Bear with me, this will take some explanation:
I think "Wing Commander" is more an example of what happens when a company pretends to listen to it's consumers, and they decides it's going to do whatever the frak it wants to, and we better like it.
A current example of this would be Bioware and "Dragon Age", albiet it's not as long running a franchise as "Wing Commander" was. With plenty of time on the clock to push up the game and make radical changes if they wanted to, they decided to do some reveals about what they wanted to do with this "Hawke" character, basically the removal of most of the character creation options that made "Origins" a big hit with people wanting serious RPers. The response was as far as I saw, overwhelmingly negative, and this includes on their own forums which I checked out. There were of course some positive and very positive responses, and a lot of "I trust Bioware" responses, but by and large any serious responses were "this blows chips, we want multiple origins, racial selection, and more involved character creation". Indeed I was one of those pointing out that there is no reason to remove those aspects due to voice work since "Saint's Row 2" proved that they could have multiple voice actors read the script in differant ways so people could pick voices for differant races and backrounds and so on.

Raw records |
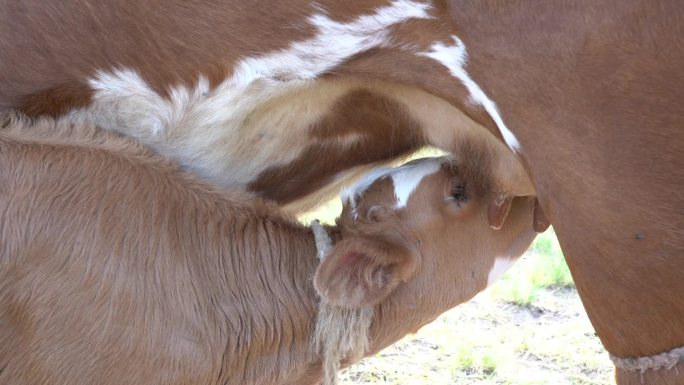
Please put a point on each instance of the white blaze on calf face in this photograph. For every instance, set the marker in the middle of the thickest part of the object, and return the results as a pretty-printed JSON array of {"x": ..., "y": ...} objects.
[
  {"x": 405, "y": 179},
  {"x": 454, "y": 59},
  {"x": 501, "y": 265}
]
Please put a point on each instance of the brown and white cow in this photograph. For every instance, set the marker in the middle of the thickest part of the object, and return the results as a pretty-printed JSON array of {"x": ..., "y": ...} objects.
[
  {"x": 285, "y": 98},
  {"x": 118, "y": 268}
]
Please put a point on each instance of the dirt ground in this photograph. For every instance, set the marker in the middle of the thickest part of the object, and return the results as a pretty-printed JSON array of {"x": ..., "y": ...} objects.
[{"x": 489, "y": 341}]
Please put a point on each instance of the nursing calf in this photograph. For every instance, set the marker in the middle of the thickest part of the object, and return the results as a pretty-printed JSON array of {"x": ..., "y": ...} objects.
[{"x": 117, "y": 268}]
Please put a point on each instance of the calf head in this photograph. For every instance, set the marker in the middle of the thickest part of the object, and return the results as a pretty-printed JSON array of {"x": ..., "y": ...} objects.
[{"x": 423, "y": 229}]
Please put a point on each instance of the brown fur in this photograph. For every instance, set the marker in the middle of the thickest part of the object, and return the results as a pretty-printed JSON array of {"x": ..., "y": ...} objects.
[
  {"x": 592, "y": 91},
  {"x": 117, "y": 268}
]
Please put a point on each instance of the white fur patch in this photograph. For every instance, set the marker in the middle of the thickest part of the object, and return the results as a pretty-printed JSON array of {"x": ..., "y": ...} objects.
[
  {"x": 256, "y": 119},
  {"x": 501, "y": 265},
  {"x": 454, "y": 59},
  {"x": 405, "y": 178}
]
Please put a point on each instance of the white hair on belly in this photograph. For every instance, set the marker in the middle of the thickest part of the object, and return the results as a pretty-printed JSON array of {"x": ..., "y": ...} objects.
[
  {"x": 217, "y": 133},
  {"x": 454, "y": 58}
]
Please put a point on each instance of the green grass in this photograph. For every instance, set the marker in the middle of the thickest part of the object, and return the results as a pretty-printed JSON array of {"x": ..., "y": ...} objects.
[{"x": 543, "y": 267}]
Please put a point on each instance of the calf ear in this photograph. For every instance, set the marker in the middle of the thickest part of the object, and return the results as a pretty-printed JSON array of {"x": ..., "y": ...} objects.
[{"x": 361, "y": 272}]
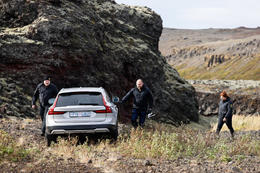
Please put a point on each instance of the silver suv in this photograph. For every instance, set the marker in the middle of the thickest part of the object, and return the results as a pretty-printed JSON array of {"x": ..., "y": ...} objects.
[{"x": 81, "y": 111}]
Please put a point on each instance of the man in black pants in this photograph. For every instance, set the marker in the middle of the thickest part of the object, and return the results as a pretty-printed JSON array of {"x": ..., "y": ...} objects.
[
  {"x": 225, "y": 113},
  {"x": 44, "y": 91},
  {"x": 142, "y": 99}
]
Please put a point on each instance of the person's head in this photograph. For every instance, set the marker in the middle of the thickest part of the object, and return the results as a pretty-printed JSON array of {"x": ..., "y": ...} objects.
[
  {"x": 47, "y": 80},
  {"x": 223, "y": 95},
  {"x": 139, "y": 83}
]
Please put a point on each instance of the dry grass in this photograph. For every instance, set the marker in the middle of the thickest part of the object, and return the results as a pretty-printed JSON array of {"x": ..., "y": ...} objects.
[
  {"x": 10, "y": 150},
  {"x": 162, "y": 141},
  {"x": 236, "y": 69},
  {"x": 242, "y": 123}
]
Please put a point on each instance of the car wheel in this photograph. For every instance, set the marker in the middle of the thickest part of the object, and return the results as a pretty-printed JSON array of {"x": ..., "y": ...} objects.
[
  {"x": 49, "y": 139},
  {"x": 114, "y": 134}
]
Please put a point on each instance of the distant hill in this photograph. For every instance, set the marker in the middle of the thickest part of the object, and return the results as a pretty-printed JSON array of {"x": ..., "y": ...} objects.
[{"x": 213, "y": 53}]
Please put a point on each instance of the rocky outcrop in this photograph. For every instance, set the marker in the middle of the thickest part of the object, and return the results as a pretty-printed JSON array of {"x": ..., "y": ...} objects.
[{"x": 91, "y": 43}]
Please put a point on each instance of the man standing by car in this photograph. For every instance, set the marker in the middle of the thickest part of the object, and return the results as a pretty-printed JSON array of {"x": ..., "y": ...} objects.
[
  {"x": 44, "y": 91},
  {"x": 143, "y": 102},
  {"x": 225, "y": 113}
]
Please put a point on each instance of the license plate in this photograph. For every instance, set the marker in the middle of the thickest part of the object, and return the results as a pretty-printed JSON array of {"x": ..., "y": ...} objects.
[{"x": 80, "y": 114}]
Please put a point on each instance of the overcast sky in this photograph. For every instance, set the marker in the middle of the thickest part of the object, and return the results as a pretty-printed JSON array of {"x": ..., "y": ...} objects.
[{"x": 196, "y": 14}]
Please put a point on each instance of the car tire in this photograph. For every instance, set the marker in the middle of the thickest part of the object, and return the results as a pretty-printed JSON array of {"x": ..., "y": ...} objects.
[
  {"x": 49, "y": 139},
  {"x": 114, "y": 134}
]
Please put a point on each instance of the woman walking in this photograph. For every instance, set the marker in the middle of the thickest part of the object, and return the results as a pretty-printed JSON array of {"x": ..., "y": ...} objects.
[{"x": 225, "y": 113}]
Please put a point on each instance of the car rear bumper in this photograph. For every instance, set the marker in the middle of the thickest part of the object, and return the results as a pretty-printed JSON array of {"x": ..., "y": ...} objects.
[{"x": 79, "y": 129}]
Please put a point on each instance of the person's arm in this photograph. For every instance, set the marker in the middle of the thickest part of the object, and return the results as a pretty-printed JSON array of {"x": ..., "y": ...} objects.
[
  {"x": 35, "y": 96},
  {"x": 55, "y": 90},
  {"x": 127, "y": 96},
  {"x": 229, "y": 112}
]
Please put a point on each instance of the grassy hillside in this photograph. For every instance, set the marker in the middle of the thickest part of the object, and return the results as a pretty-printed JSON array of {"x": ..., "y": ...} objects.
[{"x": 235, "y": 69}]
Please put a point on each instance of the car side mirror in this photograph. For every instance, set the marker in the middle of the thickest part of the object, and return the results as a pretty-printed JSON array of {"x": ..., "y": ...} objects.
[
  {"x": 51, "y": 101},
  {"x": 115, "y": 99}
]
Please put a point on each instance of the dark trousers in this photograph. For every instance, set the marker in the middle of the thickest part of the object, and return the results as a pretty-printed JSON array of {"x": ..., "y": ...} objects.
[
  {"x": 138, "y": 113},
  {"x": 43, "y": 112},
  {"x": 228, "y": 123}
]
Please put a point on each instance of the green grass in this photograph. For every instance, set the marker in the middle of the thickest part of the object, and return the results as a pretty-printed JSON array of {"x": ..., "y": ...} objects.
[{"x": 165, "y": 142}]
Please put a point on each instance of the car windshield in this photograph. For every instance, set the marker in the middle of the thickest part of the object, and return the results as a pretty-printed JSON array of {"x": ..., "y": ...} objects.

To be done |
a - Please write out the rows again, everything from the one containing "Please put a point on each instance of the car side" down to the last row, replacing "marker" with "dot" and changing nothing else.
b - Extend the post on Wing Commander and Dragon Age, starting from its last sentence.

Results for the exercise |
a -
Please put a point on each instance of the car side mirror in this photograph. For every instance, set the dot in the middle of the thickest part of the object, and return the results as a pretty-printed JSON array of {"x": ..., "y": ...} objects.
[
  {"x": 51, "y": 101},
  {"x": 115, "y": 99}
]
Please put a point on each instance of the dark trousers in this photograph. For every instance, set the dot in the middle of the thickest part of the object, and return the results as a pretty-printed JSON array of {"x": ..., "y": ...} objects.
[
  {"x": 138, "y": 113},
  {"x": 43, "y": 112},
  {"x": 228, "y": 123}
]
Please put a point on each instance of the green grass in this photograph. For every instance, set the dot in the middle of the thickest part of the object, and return the results as a pretty-printed JSON array of {"x": ..., "y": ...} objects.
[{"x": 165, "y": 142}]
Please put a point on each instance of the car windshield in this photograph. For every instance, set the dot in the middle of the thickest part of the object, and return the results as a pretty-printed JSON array of {"x": ..., "y": ...} objects.

b -
Bioware did not delay the game to modify things for more player choice, or in any way respond positively to the fan responses that it went out courting. Rather it blindly pushed on with what it was going to do. The problem with game companies is when they start determining what is signal and what is noise (so to speak) and overlook the obvious.
I see a lot of direct parallels with Wing Commander. It wasn't the Wing Commander movie that killed the series. It was when Origin started putting Mark Hamil into the role of the protaganist, removing the generic pilot (that you could name) and the whole "the hero is you" bit that a lot of people liked. This desician, and other ones cannonballed the series. If you believe the hype and a lot of reviews these games were going strong and you'd be justified to wonder "WTF happened, it must have been the movie", but if you were part of the fan base at the time, and on a lot of the forums and stuffm the players were actually fairly against what was going on, including changes to the gameplay to make it "more realistic" in the way ships handled and so on. Origin went right ahead to play with their celebrity actors and big movie productions, and the fans eventually decided "nope, not anymore. You know we made two previous games sell well that weren't what we wanted due to loyalty, take these last ones and stick them where the sun doesn't shine".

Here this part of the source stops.